* **Work required**: In the entries below, replace "wooden support post" with "steel support beam" and leave all other text unchanged.

* **Material for this exercise**:
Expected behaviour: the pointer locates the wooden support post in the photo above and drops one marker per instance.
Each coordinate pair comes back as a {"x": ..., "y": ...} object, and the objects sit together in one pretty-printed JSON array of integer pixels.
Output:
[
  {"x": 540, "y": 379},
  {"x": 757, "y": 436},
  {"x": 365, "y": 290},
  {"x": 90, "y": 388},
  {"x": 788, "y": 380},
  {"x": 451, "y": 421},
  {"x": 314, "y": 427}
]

* **Answer to this task**:
Expected behaviour: the pointer locates the steel support beam in the photo above and drops one marker per instance.
Each coordinate pair comes back as a {"x": ..., "y": ...} object, and the objects sit together in one pretty-printed JSON array of integer pixels.
Output:
[
  {"x": 540, "y": 379},
  {"x": 757, "y": 436},
  {"x": 365, "y": 290},
  {"x": 90, "y": 388},
  {"x": 788, "y": 380},
  {"x": 451, "y": 421},
  {"x": 314, "y": 427}
]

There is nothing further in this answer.